Data provided:
---

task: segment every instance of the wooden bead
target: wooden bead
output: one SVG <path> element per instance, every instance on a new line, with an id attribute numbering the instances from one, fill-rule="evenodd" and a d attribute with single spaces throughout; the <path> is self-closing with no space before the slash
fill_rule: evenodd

---

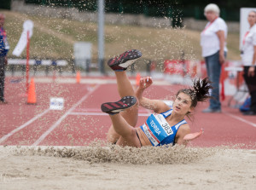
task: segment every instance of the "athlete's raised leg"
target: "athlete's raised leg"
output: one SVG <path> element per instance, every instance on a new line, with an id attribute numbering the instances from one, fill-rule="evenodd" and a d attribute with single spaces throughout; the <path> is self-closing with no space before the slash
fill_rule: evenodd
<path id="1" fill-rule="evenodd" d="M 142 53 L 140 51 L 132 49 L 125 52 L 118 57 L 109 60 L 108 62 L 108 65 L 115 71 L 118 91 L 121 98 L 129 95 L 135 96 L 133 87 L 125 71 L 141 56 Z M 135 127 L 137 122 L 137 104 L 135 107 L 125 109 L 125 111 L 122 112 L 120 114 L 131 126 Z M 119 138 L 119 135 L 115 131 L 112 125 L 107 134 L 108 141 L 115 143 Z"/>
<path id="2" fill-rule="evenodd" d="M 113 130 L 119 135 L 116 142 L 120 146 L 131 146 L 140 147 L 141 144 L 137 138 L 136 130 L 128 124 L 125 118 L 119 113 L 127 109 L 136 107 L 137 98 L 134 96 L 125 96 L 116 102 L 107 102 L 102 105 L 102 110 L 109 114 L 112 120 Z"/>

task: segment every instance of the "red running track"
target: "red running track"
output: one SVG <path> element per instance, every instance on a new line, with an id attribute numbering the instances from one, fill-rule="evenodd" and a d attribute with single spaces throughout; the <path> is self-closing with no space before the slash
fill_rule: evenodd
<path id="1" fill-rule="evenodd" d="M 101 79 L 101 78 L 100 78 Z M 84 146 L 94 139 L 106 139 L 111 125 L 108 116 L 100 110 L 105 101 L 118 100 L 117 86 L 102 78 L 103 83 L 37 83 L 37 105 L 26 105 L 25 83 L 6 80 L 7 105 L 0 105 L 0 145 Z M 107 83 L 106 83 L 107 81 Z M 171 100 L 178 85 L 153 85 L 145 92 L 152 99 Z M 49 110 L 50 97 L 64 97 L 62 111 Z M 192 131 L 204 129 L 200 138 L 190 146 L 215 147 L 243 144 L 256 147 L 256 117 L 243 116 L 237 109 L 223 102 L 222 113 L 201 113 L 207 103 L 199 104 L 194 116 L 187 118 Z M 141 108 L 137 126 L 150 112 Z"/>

---

Written request: Rewrite the records from the line with "task: segment every instance of the wooden" to the line with "target: wooden bead", changing "wooden bead" to "glass bead" and leaving everything else as it is.

Correct result:
task: segment every instance of the glass bead
target: glass bead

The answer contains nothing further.